■ **Exercise prompt**
Reproduce the records below word for word, omitting the pictures.

(Region annotation entries)
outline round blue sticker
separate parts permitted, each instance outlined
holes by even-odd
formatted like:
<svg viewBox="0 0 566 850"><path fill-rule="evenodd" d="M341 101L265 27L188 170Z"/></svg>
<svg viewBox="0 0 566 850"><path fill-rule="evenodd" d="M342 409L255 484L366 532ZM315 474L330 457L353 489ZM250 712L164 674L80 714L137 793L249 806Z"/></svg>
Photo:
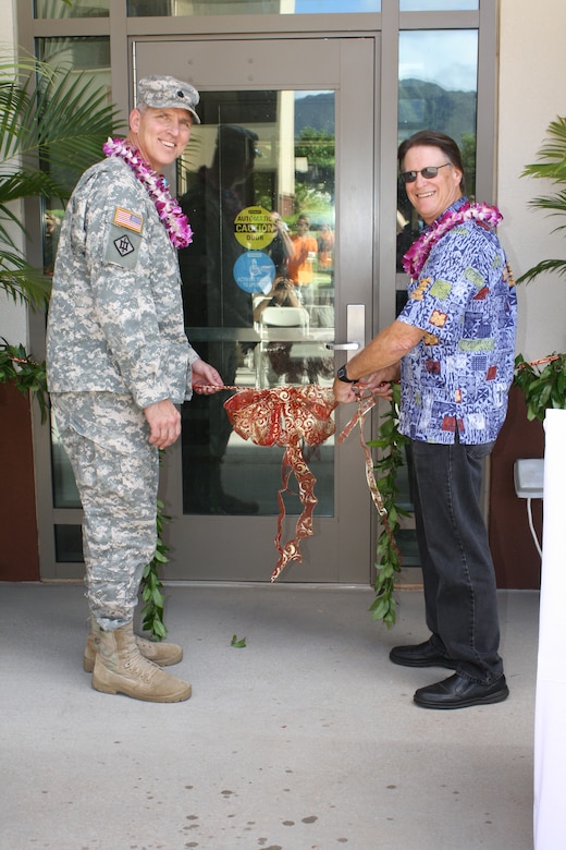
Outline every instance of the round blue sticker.
<svg viewBox="0 0 566 850"><path fill-rule="evenodd" d="M244 292L271 290L275 279L275 264L262 251L246 251L234 263L234 280Z"/></svg>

■ **Exercise answer**
outline round blue sticker
separate parts permitted, each instance outlined
holes by even-odd
formatted like:
<svg viewBox="0 0 566 850"><path fill-rule="evenodd" d="M341 101L265 27L188 170Z"/></svg>
<svg viewBox="0 0 566 850"><path fill-rule="evenodd" d="M342 409L255 484L366 532ZM315 474L330 457L353 489ZM250 712L164 674L80 714L137 793L249 806Z"/></svg>
Photo:
Outline every instance of the round blue sticker.
<svg viewBox="0 0 566 850"><path fill-rule="evenodd" d="M244 292L271 290L275 279L275 264L262 251L246 251L234 263L234 280Z"/></svg>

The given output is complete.